[Begin]

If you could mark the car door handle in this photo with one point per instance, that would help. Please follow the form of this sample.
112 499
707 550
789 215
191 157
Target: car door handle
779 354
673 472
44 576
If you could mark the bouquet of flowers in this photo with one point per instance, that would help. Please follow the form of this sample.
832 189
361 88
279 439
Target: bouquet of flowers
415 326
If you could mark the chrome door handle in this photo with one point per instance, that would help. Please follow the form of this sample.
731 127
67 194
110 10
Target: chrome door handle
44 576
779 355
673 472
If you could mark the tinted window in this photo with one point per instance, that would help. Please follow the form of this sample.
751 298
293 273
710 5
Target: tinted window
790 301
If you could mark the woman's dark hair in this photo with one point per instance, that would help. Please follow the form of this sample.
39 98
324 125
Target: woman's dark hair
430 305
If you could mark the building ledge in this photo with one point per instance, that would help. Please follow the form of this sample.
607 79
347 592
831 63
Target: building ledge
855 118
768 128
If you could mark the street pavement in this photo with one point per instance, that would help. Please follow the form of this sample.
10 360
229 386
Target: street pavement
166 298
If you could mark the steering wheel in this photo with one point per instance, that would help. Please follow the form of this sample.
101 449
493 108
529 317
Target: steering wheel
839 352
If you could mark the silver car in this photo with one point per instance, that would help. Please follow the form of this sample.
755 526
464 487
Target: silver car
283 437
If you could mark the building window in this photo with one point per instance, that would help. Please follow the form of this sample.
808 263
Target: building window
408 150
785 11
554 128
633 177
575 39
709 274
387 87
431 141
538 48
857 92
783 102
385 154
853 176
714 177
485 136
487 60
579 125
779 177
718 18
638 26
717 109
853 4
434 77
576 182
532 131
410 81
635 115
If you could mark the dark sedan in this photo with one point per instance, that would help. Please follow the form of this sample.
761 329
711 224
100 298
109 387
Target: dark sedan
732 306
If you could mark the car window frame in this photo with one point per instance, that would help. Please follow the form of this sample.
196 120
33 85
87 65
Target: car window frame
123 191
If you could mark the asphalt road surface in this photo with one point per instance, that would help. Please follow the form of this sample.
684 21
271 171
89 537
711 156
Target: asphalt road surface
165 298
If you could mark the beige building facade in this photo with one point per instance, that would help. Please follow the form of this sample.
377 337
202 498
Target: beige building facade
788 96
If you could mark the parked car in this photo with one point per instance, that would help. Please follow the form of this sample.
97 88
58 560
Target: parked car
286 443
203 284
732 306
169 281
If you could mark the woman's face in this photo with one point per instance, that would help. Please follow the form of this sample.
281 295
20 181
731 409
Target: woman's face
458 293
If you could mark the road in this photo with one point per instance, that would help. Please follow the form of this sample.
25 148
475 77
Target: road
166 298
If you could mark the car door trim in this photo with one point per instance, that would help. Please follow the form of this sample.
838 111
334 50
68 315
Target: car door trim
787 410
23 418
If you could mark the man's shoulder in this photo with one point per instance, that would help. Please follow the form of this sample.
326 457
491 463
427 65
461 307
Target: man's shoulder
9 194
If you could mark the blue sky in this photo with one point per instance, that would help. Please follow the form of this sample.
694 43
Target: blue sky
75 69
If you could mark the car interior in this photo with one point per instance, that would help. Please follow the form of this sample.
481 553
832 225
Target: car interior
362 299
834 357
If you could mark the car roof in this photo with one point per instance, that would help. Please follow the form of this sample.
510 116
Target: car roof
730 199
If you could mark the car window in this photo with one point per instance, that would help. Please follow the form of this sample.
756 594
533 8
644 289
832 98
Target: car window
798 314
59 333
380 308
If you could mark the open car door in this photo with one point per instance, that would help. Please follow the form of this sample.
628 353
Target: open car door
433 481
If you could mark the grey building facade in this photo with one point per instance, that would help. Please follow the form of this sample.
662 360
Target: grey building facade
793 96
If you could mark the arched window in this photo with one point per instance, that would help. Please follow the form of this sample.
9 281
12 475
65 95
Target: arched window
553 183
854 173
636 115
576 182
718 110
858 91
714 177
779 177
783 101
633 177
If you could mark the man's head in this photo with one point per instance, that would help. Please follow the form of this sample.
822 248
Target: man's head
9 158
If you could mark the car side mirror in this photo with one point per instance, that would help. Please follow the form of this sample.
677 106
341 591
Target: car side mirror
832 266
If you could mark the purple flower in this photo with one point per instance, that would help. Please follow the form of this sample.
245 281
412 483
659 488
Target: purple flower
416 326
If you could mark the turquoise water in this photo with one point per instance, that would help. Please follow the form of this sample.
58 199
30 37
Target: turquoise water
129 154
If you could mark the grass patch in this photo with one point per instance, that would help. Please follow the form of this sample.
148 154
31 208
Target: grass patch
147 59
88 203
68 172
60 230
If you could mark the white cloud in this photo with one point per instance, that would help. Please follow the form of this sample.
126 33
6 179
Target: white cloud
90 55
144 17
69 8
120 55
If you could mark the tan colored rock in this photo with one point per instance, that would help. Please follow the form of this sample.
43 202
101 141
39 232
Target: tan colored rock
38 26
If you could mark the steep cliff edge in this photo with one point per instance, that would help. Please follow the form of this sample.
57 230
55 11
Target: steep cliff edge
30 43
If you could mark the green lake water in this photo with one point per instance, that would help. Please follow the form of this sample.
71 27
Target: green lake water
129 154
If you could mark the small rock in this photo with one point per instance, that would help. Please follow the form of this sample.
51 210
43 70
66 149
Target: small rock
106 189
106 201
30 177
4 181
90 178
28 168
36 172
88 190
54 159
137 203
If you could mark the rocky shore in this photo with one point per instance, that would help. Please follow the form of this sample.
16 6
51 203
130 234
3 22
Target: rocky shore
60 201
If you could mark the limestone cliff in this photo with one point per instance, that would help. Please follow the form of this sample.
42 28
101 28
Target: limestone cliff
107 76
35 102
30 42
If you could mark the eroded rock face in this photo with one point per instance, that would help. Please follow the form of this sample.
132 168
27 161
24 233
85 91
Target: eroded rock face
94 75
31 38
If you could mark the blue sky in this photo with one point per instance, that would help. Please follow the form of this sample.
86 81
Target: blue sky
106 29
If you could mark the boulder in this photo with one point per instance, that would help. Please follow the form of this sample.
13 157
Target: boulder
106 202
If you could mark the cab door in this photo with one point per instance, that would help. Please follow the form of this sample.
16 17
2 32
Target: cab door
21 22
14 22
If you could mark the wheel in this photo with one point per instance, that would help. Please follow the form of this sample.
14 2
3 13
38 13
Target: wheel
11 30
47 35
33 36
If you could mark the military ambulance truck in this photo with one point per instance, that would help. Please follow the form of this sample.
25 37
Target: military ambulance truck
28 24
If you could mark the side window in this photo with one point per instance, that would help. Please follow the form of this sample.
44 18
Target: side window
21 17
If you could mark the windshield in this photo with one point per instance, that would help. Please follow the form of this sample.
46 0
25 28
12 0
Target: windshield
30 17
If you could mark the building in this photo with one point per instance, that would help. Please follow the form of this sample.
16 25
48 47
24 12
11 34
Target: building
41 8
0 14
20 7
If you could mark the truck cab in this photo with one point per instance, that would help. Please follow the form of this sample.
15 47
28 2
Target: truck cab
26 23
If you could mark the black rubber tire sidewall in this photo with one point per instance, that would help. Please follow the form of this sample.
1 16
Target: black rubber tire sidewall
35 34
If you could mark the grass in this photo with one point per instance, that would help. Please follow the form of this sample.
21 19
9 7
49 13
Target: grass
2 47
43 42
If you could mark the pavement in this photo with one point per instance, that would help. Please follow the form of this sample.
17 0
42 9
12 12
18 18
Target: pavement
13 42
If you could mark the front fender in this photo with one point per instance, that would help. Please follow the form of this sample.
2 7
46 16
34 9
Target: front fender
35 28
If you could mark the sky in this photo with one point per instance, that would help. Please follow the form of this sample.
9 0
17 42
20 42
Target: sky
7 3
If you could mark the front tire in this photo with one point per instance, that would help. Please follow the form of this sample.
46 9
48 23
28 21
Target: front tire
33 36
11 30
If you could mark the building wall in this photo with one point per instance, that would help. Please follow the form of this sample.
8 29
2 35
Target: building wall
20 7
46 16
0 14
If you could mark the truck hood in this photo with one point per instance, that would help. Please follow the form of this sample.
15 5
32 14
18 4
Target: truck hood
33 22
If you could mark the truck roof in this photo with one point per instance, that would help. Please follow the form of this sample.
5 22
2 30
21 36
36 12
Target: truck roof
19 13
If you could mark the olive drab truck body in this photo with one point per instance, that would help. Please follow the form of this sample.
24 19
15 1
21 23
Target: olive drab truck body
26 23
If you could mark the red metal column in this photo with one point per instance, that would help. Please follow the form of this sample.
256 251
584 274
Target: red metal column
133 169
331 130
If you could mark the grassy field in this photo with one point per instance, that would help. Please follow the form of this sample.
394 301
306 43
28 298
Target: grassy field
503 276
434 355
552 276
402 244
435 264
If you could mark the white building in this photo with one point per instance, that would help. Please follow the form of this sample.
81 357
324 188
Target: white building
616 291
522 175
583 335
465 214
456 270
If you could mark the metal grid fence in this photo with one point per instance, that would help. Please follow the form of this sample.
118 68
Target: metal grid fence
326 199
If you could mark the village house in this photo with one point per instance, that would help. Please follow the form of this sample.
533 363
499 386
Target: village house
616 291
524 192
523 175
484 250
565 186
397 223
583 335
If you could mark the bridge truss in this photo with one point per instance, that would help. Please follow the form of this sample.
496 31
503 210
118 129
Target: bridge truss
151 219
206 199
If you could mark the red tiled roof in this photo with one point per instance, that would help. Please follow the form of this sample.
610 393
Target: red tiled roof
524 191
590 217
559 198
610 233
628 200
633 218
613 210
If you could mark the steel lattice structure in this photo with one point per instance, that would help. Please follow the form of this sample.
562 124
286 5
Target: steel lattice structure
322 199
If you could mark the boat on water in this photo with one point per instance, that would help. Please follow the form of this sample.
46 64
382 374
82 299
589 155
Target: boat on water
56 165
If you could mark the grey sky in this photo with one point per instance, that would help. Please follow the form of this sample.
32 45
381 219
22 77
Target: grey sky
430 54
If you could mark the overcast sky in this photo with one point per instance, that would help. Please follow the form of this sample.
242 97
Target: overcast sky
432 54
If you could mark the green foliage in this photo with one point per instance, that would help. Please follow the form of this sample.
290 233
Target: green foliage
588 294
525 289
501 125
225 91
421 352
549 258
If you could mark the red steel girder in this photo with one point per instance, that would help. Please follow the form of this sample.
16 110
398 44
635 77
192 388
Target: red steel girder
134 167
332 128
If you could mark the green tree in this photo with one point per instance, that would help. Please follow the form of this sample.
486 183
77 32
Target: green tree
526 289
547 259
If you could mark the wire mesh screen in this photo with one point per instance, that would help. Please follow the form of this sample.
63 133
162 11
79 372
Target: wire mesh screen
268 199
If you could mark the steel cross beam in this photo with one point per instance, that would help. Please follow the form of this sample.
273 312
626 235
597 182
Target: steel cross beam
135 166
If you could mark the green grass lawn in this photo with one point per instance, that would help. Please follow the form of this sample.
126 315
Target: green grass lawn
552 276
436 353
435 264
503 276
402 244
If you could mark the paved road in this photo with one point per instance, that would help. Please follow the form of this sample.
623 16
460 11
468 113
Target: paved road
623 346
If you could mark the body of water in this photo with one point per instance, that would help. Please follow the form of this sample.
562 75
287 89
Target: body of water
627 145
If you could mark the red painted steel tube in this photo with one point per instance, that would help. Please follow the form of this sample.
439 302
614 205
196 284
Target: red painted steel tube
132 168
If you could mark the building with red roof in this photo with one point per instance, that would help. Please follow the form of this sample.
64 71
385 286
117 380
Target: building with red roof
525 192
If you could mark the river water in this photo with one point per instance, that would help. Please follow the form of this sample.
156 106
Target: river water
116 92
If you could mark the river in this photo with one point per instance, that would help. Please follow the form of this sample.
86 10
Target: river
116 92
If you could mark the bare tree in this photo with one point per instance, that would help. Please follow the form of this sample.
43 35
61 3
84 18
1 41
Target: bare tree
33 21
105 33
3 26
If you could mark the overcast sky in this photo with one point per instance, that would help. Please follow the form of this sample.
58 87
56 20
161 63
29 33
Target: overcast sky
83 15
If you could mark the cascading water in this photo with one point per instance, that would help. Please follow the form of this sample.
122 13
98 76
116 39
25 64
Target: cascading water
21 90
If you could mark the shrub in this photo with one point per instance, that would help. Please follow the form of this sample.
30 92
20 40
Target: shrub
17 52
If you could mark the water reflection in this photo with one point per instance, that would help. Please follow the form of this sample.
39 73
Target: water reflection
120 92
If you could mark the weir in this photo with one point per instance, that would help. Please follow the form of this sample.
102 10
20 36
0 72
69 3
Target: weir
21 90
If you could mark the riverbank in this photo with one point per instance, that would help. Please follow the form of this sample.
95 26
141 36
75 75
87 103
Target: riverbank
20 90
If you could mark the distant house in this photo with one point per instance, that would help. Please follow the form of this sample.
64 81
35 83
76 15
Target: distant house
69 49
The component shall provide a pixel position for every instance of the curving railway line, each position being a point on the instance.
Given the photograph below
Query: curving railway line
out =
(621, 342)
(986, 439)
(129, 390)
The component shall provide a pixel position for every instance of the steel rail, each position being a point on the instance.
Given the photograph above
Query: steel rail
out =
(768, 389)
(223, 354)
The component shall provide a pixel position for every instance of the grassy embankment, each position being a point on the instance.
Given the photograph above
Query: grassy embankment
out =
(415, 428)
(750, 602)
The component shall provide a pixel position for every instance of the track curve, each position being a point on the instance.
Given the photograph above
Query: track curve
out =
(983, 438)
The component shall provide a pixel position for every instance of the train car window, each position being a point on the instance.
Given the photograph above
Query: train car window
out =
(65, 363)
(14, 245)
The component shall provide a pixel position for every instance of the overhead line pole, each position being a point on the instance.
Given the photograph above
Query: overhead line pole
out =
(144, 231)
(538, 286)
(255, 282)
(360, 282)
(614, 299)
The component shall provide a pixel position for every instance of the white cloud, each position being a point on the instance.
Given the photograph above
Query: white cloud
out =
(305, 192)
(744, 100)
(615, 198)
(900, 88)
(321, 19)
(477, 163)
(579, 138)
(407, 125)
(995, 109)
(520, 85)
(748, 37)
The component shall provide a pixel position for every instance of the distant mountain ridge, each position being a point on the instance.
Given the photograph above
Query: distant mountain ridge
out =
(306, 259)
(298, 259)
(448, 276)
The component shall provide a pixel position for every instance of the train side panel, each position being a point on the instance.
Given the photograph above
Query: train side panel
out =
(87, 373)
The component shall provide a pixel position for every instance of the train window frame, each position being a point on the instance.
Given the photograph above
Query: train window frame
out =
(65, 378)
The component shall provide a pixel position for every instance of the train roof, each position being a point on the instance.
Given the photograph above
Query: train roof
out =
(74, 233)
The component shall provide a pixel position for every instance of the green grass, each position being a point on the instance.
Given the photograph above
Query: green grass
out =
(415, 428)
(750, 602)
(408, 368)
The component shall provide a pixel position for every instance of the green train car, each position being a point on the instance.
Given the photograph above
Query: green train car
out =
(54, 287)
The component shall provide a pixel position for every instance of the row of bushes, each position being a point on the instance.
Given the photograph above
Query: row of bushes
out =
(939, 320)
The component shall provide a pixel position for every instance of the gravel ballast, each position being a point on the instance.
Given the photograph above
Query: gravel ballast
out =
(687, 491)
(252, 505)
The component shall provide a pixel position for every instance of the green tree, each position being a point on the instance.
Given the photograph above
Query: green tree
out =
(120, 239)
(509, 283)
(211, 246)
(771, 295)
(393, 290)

[End]

:: OBJECTIVE ::
The line containing "of bushes, each" marks the start; retype it and each line after it through the end of the records above, exactly.

:: EXERCISE SOLUTION ::
The component shall provide a pixel position for every instance of the row of bushes, each position being a point on the instance.
Given the photograph above
Query: row of bushes
out =
(939, 320)
The component shall provide a pixel position for every instance of the gravel ballast, each position being a point on the instance.
Given the photograph above
Query: gravel ballast
out =
(687, 491)
(252, 505)
The component shall provide a pixel position for every instance of the green tree, each position being a point on the instance.
Given the photograph above
Query: green tree
out =
(120, 239)
(509, 283)
(211, 246)
(771, 295)
(393, 290)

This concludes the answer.